• What you are asked to do: Copy the lines from the start of the material through the line with "positive clicks: (325, 173)", substituting "full-resolution" for "high-resolution" and changing nothing else.

(Available data)

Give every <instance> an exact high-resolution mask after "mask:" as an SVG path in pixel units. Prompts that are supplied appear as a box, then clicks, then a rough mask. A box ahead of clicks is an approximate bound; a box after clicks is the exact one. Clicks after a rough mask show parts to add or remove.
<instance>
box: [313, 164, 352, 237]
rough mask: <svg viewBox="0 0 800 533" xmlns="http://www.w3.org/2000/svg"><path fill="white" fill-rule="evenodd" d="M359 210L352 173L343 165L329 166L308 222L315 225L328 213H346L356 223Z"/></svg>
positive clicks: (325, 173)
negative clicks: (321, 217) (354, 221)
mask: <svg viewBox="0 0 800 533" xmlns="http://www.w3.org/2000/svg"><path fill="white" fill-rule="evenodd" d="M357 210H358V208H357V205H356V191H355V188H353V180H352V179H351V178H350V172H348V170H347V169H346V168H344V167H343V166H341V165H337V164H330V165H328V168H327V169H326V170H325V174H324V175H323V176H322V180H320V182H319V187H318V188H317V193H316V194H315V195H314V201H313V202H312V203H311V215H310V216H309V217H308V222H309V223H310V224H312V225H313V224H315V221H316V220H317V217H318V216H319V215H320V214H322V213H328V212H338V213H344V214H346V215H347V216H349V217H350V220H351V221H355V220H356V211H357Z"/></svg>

(End Available data)

• Answer for this exercise:
Give every <instance> an exact full-resolution mask after "mask:" as an SVG path in pixel units. Prompts that are supplied appear as a box, then clicks, then a rough mask. A box ahead of clicks is an approximate bound; a box after clicks is the exact one. Clicks after a rough mask show parts to add or remove.
<instance>
box: [313, 164, 352, 237]
rough mask: <svg viewBox="0 0 800 533" xmlns="http://www.w3.org/2000/svg"><path fill="white" fill-rule="evenodd" d="M359 210L352 173L343 165L329 166L308 222L315 225L328 213H346L356 223Z"/></svg>
positive clicks: (325, 173)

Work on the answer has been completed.